● **Records from a data collection**:

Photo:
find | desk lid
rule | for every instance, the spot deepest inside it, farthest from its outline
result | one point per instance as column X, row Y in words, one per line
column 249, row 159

* * *

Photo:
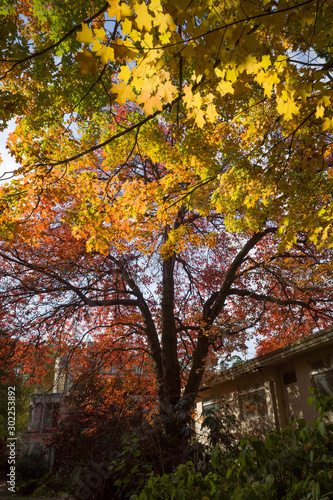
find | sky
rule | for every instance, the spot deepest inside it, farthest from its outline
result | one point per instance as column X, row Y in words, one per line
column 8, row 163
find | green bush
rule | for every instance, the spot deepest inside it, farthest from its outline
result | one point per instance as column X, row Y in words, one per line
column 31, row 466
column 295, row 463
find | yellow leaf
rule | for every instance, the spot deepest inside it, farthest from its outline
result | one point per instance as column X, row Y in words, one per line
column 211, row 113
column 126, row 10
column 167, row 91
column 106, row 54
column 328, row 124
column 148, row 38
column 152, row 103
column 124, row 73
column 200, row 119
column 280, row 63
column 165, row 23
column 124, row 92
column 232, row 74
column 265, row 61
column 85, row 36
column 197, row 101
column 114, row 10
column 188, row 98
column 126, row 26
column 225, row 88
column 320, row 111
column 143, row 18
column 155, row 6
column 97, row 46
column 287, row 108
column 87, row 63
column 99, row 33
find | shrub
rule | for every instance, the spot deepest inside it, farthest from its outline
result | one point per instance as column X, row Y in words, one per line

● **WHAT IS REQUIRED**:
Which lines of the data contain "find"? Copy them all.

● **ANSWER SPACE**:
find | desk lid
find | sky
find | green bush
find | yellow leaf
find | shrub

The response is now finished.